**SOURCE DOCUMENT:**
================================
Question

If $A$ be the sum of the odd terms and $B$ the sum of the even terms in the expansion of ${(x+a)}^n$, prove that $A^2-B^2=$

• A. ${(x^3-a^2)}^n$.
• B. ${(x^2-a^2)}^n$.
• C. ${(x^2-a^3)}^n$.
• D. ${(x^3-a^3)}^n$.
  

Answer 1

Answer: (B)

${(x^2-a^2)}^n$.

$(x+a{)}^n={}^n{C}_0{x}^n+{}^n{C}_{1}a(x{)}^{n-1}+\dots +{}^n{c}_n{a}^n$

$(x-a{)}^n=n{c}_0{x}^n-{}^n{c}_{1}a(x{)}^{n-1}+\cdots +(-1{)}^n{}^n{C}_n\cdot a^n$

$\text{Adding, we get}$

$A=(x+a{)}^n+(x-a{)}^n$

$=2({}^n{c}_0{x}^n+{}^n{c}_2{a}^2(x{)}^{n-2}\dots +)$

$\text{subtracting, we get}$

$B=(x+a{)}^n-(x-a{)}^n$

$=2\left(n{C}_{1}a\right(x{)}^{n-1}+{}^n{c}_3{a}^3(x{)}^{n-3}+\cdots )$

$\Rightarrow A=\frac{(x+a{)}^n+(x-a{)}^n}{2}$

$B=\frac{(x+a{)}^n-(x-a{)}^n}{2}$

$A^2-B^2=(A+B)(A-B)$

$=(x+a{)}^n(x-a{)}^n$

$\text{Using}(a+b)(a-b)=a^2-b^2$

$A^2-B^2={(x^2-a^2)}^n$
================================
**BRIEF 1:** Lay out as a JSON list of strings, one string per line with blank lines omitted, the listing lines beginning with the line that contains "airplane and record the pixel coordinates." and continuing through the end of the listing.

[Point labeling samples]
================================
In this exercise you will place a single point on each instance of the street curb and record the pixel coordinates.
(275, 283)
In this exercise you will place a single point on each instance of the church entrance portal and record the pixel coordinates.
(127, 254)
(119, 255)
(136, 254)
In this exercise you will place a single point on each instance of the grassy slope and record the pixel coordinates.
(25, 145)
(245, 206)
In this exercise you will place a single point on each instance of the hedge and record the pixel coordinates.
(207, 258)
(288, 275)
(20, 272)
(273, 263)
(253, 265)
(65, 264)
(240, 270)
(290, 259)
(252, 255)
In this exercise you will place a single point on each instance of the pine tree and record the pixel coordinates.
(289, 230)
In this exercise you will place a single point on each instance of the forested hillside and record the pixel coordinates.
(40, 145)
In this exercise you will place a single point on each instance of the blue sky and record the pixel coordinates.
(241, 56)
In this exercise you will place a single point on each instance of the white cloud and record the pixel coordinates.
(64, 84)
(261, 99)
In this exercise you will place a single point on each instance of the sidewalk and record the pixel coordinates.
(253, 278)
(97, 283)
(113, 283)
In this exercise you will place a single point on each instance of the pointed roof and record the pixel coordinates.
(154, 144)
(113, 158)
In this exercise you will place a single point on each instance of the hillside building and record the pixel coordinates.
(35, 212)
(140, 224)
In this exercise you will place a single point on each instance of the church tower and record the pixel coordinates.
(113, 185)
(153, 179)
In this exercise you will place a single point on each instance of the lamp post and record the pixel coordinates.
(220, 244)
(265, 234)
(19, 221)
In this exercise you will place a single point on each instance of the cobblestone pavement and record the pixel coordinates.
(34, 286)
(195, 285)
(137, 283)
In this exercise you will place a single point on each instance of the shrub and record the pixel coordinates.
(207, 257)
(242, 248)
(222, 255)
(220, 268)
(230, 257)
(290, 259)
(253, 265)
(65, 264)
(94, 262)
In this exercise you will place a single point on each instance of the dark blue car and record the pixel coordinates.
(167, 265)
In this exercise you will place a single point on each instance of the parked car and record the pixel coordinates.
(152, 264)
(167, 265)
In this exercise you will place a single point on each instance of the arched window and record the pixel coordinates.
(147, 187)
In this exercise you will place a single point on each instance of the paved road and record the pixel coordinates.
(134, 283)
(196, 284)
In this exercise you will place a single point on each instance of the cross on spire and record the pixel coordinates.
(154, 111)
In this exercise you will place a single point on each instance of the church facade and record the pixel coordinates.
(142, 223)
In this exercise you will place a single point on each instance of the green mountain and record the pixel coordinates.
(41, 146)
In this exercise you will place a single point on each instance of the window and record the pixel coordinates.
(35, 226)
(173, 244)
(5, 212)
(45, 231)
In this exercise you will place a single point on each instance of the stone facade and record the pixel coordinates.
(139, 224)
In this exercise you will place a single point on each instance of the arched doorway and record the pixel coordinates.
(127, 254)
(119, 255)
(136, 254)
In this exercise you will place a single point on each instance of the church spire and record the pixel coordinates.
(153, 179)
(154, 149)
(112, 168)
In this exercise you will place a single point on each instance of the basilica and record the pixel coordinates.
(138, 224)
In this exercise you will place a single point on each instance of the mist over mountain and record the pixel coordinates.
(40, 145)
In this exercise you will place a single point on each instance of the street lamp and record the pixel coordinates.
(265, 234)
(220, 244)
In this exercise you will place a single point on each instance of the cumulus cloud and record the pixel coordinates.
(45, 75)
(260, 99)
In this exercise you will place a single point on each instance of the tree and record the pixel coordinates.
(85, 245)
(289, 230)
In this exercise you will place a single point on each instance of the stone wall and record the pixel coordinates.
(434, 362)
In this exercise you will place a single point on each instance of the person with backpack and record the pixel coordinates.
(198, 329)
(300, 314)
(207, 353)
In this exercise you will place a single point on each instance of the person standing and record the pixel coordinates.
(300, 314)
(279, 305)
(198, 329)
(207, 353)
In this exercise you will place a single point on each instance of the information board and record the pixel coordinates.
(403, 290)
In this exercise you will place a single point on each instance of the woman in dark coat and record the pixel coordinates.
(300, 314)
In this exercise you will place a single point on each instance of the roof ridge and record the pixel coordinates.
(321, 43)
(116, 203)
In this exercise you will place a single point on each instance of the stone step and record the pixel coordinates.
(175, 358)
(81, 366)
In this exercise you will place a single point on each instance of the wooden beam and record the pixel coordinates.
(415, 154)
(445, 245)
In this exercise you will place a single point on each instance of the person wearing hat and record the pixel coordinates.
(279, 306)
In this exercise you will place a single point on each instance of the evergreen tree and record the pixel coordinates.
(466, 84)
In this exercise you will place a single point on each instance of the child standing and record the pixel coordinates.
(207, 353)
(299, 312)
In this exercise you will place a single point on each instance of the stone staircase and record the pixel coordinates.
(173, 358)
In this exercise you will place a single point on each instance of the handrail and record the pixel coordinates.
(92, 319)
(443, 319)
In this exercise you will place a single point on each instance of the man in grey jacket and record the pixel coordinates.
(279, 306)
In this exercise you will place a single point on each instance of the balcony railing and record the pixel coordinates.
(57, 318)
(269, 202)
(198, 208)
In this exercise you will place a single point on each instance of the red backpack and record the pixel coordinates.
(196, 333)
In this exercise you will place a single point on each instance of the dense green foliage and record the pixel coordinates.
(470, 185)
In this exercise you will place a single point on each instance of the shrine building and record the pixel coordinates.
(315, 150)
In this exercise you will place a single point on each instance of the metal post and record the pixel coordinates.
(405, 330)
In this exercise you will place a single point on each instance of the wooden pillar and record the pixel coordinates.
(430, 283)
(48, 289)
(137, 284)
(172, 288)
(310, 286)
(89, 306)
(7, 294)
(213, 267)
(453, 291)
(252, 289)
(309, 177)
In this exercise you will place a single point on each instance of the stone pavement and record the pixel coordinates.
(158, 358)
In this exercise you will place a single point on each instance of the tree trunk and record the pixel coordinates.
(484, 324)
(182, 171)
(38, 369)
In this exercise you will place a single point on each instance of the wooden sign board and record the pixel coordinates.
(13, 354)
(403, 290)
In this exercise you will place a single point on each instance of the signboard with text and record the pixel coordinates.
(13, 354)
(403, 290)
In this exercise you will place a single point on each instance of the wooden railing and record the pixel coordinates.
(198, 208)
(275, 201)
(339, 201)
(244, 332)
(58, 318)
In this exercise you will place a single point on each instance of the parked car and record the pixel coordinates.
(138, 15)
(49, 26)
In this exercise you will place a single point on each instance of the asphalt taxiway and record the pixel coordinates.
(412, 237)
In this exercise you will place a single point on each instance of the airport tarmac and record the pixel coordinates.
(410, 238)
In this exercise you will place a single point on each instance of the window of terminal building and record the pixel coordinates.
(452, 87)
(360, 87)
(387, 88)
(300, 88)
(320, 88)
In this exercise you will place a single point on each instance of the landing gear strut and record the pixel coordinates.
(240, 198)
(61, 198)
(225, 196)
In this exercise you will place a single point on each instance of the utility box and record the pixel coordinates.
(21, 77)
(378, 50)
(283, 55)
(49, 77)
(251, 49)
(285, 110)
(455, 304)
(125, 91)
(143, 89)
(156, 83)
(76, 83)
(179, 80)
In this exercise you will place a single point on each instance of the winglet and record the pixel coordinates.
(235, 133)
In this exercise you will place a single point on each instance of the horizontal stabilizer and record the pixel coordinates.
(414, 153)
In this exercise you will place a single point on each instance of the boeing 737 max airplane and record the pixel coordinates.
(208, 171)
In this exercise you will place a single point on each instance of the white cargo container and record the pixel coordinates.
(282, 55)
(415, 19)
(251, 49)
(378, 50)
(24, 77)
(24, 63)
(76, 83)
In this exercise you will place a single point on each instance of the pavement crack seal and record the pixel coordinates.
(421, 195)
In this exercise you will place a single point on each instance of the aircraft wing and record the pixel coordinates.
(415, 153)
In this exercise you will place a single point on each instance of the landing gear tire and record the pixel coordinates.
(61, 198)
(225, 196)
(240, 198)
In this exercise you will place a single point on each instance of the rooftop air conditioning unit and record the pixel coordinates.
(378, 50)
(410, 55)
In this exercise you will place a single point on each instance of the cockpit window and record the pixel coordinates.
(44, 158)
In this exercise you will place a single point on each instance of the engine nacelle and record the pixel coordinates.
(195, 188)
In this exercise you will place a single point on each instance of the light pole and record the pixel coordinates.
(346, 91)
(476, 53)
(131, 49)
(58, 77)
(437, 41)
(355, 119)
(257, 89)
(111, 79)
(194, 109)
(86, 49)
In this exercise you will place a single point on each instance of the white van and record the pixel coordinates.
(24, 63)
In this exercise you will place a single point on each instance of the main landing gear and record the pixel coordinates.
================================
**BRIEF 2:** In the binomial expansion problem, which answer option does the solution mark as correct?

**REPLY 1:**
[
  "In this exercise you will place a single point on each instance of the boeing 737 max airplane and record the pixel coordinates.",
  "(208, 171)",
  "In this exercise you will place a single point on each instance of the white cargo container and record the pixel coordinates.",
  "(282, 55)",
  "(415, 19)",
  "(251, 49)",
  "(378, 50)",
  "(24, 77)",
  "(24, 63)",
  "(76, 83)",
  "In this exercise you will place a single point on each instance of the pavement crack seal and record the pixel coordinates.",
  "(421, 195)",
  "In this exercise you will place a single point on each instance of the aircraft wing and record the pixel coordinates.",
  "(415, 153)",
  "In this exercise you will place a single point on each instance of the landing gear tire and record the pixel coordinates.",
  "(61, 198)",
  "(225, 196)",
  "(240, 198)",
  "In this exercise you will place a single point on each instance of the rooftop air conditioning unit and record the pixel coordinates.",
  "(378, 50)",
  "(410, 55)",
  "In this exercise you will place a single point on each instance of the cockpit window and record the pixel coordinates.",
  "(44, 158)",
  "In this exercise you will place a single point on each instance of the engine nacelle and record the pixel coordinates.",
  "(195, 188)",
  "In this exercise you will place a single point on each instance of the light pole and record the pixel coordinates.",
  "(346, 91)",
  "(476, 53)",
  "(131, 49)",
  "(58, 77)",
  "(437, 41)",
  "(355, 119)",
  "(257, 89)",
  "(111, 79)",
  "(194, 109)",
  "(86, 49)",
  "In this exercise you will place a single point on each instance of the white van and record the pixel coordinates.",
  "(24, 63)",
  "In this exercise you will place a single point on each instance of the main landing gear and record the pixel coordinates."
]

**REPLY 2:** Option B, ${(x^2-a^2)}^n$.